Could you write out exactly the lines from the one that contains "Task: pick out blue" through the last line of the listing below, both included and nothing more?

[ENTRIES SHOWN]:
== Segment start ==

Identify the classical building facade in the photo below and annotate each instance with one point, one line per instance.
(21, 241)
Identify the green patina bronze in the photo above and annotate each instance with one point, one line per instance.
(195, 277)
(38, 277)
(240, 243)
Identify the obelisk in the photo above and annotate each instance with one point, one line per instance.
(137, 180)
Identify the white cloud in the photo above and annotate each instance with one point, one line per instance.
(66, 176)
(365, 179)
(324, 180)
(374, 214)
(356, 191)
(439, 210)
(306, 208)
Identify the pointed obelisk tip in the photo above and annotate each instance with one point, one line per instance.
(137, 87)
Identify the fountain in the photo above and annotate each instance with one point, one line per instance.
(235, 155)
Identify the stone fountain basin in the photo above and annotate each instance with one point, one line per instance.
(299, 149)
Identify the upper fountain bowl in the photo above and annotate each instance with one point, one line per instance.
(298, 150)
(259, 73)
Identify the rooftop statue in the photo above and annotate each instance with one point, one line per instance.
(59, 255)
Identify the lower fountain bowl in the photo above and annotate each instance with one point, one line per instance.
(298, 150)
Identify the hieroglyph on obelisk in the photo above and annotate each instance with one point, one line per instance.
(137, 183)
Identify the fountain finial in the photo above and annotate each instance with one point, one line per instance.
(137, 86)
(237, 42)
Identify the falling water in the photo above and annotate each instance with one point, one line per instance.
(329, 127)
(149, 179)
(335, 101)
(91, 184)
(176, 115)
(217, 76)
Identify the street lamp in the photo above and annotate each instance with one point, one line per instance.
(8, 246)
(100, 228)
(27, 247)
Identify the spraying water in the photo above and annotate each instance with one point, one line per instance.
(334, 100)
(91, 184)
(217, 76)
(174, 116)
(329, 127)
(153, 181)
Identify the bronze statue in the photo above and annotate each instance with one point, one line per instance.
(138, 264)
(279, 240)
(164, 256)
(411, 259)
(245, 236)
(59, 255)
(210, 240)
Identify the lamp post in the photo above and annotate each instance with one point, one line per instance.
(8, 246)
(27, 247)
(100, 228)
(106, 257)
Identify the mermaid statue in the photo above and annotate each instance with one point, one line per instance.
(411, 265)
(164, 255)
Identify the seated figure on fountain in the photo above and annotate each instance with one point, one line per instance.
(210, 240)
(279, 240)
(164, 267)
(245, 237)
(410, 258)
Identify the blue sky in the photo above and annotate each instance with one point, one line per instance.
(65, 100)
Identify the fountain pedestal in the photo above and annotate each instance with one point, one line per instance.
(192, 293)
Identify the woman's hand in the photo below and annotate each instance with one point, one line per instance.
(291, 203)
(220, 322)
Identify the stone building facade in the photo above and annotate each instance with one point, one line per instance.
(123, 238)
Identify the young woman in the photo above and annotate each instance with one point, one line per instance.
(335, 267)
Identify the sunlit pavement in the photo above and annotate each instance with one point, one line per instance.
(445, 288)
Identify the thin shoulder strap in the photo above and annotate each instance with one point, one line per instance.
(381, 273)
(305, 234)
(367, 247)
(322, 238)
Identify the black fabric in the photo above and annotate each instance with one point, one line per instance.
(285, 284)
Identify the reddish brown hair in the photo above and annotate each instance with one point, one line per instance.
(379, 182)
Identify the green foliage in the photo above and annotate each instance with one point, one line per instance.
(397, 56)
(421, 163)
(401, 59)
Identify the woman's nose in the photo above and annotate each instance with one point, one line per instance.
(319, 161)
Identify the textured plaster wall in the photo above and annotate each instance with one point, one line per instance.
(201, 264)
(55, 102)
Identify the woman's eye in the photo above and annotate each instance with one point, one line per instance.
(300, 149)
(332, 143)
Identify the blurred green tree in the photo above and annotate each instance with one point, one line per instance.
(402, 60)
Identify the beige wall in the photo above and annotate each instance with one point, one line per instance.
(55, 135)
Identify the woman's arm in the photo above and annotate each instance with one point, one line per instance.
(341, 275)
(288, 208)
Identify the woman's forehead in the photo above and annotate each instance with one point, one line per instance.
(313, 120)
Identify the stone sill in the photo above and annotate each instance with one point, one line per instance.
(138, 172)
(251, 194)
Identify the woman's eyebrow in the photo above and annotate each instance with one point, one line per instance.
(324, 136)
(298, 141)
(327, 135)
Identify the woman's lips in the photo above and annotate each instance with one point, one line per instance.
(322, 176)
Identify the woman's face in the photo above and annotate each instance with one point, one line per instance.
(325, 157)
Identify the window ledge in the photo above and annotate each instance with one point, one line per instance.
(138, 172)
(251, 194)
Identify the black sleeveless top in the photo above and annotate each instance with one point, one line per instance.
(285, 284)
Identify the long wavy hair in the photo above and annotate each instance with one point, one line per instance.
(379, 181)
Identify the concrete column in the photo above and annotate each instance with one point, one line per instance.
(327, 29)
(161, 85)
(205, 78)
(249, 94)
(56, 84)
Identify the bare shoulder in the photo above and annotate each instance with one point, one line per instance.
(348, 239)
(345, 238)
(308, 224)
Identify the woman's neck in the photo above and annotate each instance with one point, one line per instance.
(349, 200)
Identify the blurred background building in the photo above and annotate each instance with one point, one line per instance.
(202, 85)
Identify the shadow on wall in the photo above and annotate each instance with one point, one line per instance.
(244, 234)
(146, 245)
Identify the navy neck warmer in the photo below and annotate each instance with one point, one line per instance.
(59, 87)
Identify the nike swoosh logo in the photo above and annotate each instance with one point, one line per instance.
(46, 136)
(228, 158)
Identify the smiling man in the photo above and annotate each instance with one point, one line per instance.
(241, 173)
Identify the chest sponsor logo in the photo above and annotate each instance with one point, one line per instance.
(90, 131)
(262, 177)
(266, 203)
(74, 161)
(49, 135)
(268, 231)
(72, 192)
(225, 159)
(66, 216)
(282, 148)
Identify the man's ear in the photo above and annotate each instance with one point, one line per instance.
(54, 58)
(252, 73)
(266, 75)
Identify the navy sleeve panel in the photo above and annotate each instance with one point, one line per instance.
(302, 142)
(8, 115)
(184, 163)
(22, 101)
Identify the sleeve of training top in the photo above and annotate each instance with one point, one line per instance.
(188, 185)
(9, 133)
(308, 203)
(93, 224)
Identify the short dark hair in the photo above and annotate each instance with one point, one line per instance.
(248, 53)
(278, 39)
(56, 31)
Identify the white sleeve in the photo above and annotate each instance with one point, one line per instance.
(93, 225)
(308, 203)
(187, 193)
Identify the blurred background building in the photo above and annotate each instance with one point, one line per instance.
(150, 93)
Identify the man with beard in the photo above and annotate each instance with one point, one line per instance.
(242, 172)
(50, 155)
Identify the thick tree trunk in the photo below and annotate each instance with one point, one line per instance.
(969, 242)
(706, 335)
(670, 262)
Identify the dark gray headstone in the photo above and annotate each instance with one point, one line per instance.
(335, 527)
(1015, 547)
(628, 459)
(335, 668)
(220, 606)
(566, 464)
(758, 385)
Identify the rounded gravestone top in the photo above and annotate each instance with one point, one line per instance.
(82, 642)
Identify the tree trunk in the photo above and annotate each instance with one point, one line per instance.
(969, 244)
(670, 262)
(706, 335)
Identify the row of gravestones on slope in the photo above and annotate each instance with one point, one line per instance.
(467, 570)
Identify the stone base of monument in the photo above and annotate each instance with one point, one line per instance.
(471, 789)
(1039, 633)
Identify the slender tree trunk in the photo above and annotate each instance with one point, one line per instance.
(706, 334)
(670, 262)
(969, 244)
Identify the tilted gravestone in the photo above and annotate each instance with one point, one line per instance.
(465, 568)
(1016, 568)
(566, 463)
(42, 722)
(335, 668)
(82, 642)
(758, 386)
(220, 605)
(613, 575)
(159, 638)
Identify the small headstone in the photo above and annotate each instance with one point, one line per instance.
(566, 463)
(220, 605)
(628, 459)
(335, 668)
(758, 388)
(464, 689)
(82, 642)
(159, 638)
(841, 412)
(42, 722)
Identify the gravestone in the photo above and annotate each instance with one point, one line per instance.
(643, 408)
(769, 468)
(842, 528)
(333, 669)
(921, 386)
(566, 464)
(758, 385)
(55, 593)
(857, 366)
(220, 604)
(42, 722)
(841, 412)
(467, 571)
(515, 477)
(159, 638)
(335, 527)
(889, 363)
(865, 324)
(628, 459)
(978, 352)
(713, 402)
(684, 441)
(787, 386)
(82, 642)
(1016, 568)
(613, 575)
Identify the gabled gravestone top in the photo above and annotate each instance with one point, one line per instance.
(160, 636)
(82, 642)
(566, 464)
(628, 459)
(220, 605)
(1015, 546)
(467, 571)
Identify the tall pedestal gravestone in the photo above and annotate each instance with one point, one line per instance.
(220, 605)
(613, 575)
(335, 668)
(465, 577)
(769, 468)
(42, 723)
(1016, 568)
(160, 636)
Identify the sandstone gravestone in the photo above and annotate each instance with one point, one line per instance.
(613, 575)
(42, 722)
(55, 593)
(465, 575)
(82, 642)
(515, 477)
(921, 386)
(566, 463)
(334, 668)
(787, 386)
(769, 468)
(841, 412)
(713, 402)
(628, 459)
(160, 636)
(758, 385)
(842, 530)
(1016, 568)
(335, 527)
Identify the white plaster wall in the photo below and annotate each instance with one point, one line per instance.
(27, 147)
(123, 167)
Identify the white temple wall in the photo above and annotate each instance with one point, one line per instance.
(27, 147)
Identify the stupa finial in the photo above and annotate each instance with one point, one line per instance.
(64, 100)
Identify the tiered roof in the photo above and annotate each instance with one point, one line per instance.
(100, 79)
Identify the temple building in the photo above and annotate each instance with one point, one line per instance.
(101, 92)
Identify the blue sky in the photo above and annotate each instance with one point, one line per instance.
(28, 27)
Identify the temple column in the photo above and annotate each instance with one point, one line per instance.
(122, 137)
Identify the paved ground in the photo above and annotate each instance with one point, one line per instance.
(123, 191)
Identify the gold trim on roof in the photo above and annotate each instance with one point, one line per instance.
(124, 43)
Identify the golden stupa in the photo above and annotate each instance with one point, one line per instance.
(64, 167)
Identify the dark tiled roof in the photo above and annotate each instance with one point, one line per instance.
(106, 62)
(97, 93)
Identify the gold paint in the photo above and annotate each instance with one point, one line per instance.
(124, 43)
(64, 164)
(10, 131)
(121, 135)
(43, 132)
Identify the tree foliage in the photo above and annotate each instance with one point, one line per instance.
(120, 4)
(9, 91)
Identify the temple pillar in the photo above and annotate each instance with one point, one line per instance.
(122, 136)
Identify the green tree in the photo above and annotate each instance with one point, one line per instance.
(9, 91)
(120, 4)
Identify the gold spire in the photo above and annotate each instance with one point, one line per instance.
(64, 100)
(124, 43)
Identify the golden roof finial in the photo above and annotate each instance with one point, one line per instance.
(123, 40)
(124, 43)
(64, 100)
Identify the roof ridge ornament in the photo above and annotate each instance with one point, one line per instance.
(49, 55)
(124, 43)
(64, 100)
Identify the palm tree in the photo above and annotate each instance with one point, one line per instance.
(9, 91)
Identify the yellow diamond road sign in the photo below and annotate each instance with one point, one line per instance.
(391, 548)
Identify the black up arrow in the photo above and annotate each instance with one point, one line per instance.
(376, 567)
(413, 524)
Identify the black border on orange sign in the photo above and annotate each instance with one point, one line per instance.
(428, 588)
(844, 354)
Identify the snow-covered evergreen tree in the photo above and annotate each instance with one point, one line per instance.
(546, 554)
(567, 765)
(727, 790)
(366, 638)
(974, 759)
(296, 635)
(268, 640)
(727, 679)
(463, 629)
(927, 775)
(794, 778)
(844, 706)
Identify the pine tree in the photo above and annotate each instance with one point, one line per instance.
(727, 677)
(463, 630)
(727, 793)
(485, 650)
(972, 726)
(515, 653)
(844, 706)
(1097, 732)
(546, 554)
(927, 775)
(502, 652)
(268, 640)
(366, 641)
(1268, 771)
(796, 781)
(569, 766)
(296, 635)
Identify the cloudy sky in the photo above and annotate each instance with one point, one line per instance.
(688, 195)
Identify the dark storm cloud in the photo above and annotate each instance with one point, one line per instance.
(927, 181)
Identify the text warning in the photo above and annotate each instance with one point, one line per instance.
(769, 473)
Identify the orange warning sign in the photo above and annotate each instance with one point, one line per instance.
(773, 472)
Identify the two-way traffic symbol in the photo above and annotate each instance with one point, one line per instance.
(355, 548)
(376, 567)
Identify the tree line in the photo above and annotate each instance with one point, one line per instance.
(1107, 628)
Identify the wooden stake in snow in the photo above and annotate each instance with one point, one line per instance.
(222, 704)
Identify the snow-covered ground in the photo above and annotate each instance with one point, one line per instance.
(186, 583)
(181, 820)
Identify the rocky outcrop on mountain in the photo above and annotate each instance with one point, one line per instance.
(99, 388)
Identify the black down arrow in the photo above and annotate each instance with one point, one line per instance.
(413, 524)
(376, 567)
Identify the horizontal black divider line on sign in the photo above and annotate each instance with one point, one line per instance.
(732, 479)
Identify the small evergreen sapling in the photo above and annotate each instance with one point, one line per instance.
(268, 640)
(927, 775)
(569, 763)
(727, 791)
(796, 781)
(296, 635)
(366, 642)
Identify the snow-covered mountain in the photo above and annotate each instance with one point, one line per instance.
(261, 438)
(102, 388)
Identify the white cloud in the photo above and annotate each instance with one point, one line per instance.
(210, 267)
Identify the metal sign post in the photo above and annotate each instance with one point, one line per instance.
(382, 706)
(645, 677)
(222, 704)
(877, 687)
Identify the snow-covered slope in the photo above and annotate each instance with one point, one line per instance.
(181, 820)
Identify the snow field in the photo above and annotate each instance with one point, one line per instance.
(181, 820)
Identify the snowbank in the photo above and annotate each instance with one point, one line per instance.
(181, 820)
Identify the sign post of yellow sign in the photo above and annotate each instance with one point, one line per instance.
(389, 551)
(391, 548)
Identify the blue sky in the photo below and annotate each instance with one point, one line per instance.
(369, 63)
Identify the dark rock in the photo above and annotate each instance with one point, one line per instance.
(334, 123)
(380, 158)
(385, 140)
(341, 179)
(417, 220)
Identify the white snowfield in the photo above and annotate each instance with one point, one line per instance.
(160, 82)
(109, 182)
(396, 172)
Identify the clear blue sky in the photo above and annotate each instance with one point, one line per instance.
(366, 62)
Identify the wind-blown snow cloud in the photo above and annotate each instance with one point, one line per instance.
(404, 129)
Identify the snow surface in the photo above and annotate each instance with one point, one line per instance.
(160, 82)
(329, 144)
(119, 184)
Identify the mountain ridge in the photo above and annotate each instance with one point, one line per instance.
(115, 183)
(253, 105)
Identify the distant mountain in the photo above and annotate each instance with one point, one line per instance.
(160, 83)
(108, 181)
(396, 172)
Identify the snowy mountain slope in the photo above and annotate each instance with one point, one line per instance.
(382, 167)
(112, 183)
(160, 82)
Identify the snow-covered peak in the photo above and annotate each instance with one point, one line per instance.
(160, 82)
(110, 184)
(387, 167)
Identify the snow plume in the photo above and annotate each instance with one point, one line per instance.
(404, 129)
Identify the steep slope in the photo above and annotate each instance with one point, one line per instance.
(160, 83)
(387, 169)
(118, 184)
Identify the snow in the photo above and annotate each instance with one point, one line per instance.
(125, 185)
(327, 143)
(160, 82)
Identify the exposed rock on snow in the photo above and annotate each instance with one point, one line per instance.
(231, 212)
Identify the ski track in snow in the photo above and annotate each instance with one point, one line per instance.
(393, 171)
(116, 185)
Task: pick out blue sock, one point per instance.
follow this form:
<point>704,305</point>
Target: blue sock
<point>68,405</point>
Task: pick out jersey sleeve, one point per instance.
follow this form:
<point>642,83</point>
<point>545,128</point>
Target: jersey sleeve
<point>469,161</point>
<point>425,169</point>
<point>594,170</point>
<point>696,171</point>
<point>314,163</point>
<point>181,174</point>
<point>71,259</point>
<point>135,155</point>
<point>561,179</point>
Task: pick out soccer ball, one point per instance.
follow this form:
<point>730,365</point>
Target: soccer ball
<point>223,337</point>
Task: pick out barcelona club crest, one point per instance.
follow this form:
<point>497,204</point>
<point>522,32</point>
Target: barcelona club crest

== Segment end ==

[ANSWER SPACE]:
Task: pick out blue sock, one point per instance.
follow this form:
<point>704,305</point>
Target: blue sock
<point>68,405</point>
Task: pick out jersey sleeve, one point per instance.
follow this form:
<point>642,83</point>
<point>545,128</point>
Target: jersey sleeve
<point>469,161</point>
<point>425,169</point>
<point>594,170</point>
<point>696,171</point>
<point>314,163</point>
<point>181,174</point>
<point>71,259</point>
<point>135,155</point>
<point>561,179</point>
Task: pick out soccer ball, one point per instance.
follow this form:
<point>730,365</point>
Target: soccer ball
<point>223,337</point>
Task: pick out barcelona club crest, one point per instance.
follow this form:
<point>497,204</point>
<point>522,32</point>
Target: barcelona club crest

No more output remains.